- _What you should do_
Print the part of the Archimedean norm proof below word for word, starting with "By Bounds for" and going on through "Axiom (N2) (Multiplicativity)".
— Start Passage —
Let $\norm {\, \cdot \,}$ be a non-trivial Archimedean norm on the rational numbers $\Q$.

Let $n_0 = \min \set {n \in \N : \norm n > 1}$

Let $\alpha = \dfrac {\log \norm {n_0} } {\log n_0}$

Then:

$\forall n \in N: \norm n \ge n^\alpha$


Proof

By the definition of $\alpha$:

$\norm {n_0} = n_0^\alpha$

By the definition of $n_0$:

$n_0^\alpha > 1$


Let $n \in \N$.

By Basis Representation Theorem then $n$ can be written:

$n = a_0 + a_1 n_0 + a_2 n_0^2 + \cdots + a_s n_0^s$

where $0 \le a_i < n_0$ and $a_s \ne 0$

By Bounds for Integer Expressed in Base k:

$n_0^{s + 1} > n \ge n_0^s$


By Lemma 1.1:

$\norm {n_0^{s + 1} - n} \le \paren {n_0^{s + 1} - n}^\alpha$

Hence:

\(\displaystyle \norm n\) \(\ge\) \(\displaystyle \norm {n_0^{s + 1} } - \norm {n_0^{s + 1} - n}\) Reverse Triangle Inequality
\(\displaystyle \) \(=\) \(\displaystyle \norm {n_0}^{s + 1} - \norm {n_0^{s + 1} - n}\) Norm Axiom (N2) (Multiplicativity)
— End Passage —
— Start Given information —
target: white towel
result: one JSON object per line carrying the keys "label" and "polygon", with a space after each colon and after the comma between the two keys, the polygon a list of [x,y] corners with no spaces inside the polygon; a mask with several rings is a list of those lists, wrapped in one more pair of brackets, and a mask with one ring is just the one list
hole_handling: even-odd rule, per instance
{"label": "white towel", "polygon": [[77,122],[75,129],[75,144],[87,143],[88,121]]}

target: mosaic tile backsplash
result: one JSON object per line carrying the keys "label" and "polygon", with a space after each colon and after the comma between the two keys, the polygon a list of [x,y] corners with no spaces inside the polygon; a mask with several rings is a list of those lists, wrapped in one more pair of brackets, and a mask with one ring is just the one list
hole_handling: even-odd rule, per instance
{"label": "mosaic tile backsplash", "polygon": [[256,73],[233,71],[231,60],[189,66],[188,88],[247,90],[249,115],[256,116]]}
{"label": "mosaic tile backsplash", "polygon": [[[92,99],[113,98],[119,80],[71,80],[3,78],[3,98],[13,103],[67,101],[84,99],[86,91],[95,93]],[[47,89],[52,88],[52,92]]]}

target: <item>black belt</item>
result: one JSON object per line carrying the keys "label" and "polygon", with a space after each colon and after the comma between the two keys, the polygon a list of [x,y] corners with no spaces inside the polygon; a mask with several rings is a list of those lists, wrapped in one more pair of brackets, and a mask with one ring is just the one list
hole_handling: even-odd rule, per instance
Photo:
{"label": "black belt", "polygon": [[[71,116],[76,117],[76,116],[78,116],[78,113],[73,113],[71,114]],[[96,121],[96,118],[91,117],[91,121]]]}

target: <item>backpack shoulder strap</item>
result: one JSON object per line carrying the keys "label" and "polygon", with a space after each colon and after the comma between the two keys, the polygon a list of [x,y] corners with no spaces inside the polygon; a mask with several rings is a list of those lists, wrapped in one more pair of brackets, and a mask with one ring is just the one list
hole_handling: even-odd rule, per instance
— End Given information —
- _Answer for this exercise_
By Bounds for Integer Expressed in Base k:

$n_0^{s + 1} > n \ge n_0^s$


By Lemma 1.1:

$\norm {n_0^{s + 1} - n} \le \paren {n_0^{s + 1} - n}^\alpha$

Hence:

\(\displaystyle \norm n\) \(\ge\) \(\displaystyle \norm {n_0^{s + 1} } - \norm {n_0^{s + 1} - n}\) Reverse Triangle Inequality
\(\displaystyle \) \(=\) \(\displaystyle \norm {n_0}^{s + 1} - \norm {n_0^{s + 1} - n}\) Norm Axiom (N2) (Multiplicativity)